--- START ---

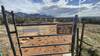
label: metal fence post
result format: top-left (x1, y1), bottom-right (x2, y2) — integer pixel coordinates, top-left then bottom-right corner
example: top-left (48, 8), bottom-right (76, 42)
top-left (1, 5), bottom-right (17, 56)
top-left (11, 11), bottom-right (23, 56)
top-left (79, 23), bottom-right (85, 56)
top-left (76, 28), bottom-right (79, 56)
top-left (71, 15), bottom-right (78, 56)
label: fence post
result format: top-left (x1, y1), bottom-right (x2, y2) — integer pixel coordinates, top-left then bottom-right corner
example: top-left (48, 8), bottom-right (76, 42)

--- END ---

* EXERCISE *
First drop every picture, then print the data above exactly as it stands.

* TASK SOLUTION *
label: metal fence post
result format: top-left (x1, y1), bottom-right (x2, y2) — integer pixel coordinates, top-left then bottom-right corner
example: top-left (48, 8), bottom-right (76, 42)
top-left (1, 5), bottom-right (17, 56)
top-left (11, 11), bottom-right (23, 56)
top-left (79, 23), bottom-right (85, 56)
top-left (76, 28), bottom-right (79, 56)
top-left (71, 15), bottom-right (78, 56)
label: fence post
result format: top-left (x1, y1), bottom-right (x2, y2) — integer pixel coordinates, top-left then bottom-right corner
example: top-left (48, 8), bottom-right (76, 42)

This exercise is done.